__Compiti assegnati__.
a) Risponda alle seguenti domande basandosi sulla recensione di «Un solo paradiso»:
(i) In quale occasione è stato conosciuto Giorgio Fontana?
(ii) Che cosa aveva imparato a coltivare Alessio per vivere?
(iii) In quale città si incontrano Alessio e Martina?
b) Fornisca il seguito della recensione di «Un solo paradiso», riprendendo dopo la sua ultima frase.

====== Brano da leggere

Un solo paradiso – Giorgio Fontana #recensione #GiorgioFontana @barbarafacciott

Se, come me, amate Milano alla follia (non solo nella settimana del Salone in centro ma negli inverni umidi e nelle periferie), non potete esimervi dal leggere Giorgio Fontana.
L’ho conosciuto alla presentazione del libro “Morte di un uomo felice”, e subito mi sono procurata questo “Un solo paradiso” che è una storia intensa e particolare, e come dice l’autore/narratore, che cosa puoi fare con una storia se non raccontarla?
Una storia d’amore e di vita, e sulla consistenza di sè.

Il libro prende le mosse da un gruppo di giovani amici che,”sotto un’esistenza che poteva apparire frenetica e superficiale”, sentivano “tutti una vibrazione comune. Una febbre che li divorava in segreto e che aveva molto a che fare con i tempi in cui erano cresciuti: tempi di cinismo e solitudine”. Uno di loro, Alessio aveva imparato a vivere coltivando una mediocrità esistenziale, un “dolceamaro contentarsi”. Sì, tutto regolare, fino a che non incontra Martina.

La città è protagonista del romanzo, importante tanto quanto Alessio e Martina che, a Milano si incontrano e qui cominciano la loro storia d’amore.

============
====== Dati forniti

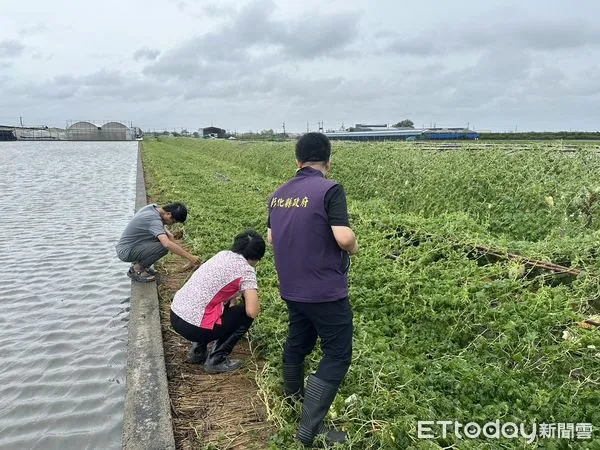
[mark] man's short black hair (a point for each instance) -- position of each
(178, 211)
(313, 147)
(249, 244)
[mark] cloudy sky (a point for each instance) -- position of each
(252, 65)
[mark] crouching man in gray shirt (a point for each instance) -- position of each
(146, 240)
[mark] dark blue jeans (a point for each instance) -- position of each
(332, 322)
(233, 318)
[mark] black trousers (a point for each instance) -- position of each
(332, 322)
(233, 317)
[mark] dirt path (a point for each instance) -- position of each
(209, 411)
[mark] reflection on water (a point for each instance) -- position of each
(64, 294)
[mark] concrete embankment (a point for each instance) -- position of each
(147, 416)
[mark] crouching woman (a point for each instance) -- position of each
(205, 309)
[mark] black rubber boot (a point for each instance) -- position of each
(318, 397)
(293, 382)
(218, 360)
(198, 353)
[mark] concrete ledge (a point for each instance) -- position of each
(147, 416)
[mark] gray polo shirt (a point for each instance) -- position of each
(145, 226)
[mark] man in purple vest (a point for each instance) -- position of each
(311, 236)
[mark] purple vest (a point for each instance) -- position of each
(308, 260)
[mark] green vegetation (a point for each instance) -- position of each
(542, 136)
(440, 333)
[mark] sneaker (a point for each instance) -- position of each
(228, 365)
(140, 276)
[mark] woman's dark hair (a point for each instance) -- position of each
(313, 147)
(178, 211)
(249, 244)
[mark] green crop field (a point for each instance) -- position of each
(442, 331)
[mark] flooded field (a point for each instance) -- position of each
(64, 294)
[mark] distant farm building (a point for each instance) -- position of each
(111, 131)
(367, 133)
(450, 134)
(214, 132)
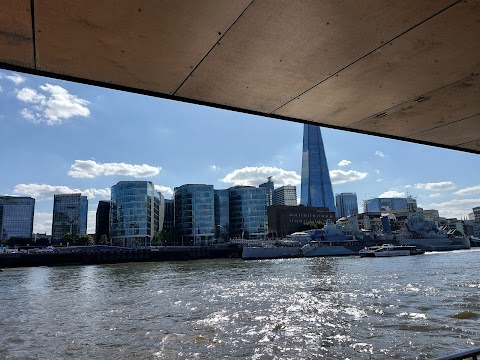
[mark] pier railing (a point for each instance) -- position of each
(471, 354)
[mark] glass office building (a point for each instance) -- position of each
(136, 213)
(316, 187)
(69, 216)
(102, 220)
(16, 217)
(270, 186)
(248, 212)
(347, 204)
(194, 214)
(221, 214)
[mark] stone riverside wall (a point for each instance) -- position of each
(87, 255)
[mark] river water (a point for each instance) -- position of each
(415, 307)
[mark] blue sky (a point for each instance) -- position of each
(58, 137)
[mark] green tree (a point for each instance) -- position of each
(164, 237)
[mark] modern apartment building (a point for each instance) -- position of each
(169, 219)
(16, 217)
(70, 213)
(347, 204)
(248, 212)
(102, 220)
(136, 213)
(221, 210)
(316, 187)
(194, 214)
(285, 195)
(476, 215)
(269, 185)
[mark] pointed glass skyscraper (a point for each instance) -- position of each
(316, 184)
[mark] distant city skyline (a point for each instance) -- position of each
(61, 137)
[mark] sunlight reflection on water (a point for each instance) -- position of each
(296, 308)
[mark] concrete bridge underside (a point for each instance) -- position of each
(406, 69)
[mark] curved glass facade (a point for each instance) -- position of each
(248, 212)
(194, 214)
(69, 215)
(136, 213)
(316, 188)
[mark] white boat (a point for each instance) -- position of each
(389, 250)
(332, 240)
(272, 250)
(424, 234)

============

__Risultati per compito__.
a)
(i) Alla presentazione del libro «Morte di un uomo felice».
(ii) Una mediocrità esistenziale, un «dolceamaro contentarsi».
(iii) A Milano.

b)
A lui (Alessio) era toccata in sorte questa condanna: ricordare il modo in cui la città si dispone a teatro, e ogni suo dettaglio – un piccione che becchetta la pozzanghera, l’insegna di una farmacia, l’odore resinoso dell’aria, la bandiera PACE avvizzita di quel davanzale- tutto perde identità e diviene schiavo di due persone soltanto”.
E ancora “amava il modo in cui Milano si lasciava plasmare dal percorso scelto, cambiando pelle dove tutti vedevano solo una coltre monotona di palazzi. Occorreva tenacia: quella città che tanto stancava i suoi amici, per lui custodiva sempre un margine di incanto che gli apparteneva, persino una sorta di mistero”.

L’amore tocca e sconvolge la vita di Alessio facendogli capire “il nuovo stato in cui è immerso – e no, non era uno stato: aveva più la forma di una preghiera, un desiderio indefinito che quella condizione continuasse… per la prima volta voleva assolutamente vivere, e per la prima volta di scoprì oscenamente mortale”.
In una notte d’amore, Alessio comprende così che il dolceamaro contentarsi è “un modo di corteggiare il nulla”. Sfiorando appena la superficie delle cose, sei al riparo da qualunque forma di distruzione.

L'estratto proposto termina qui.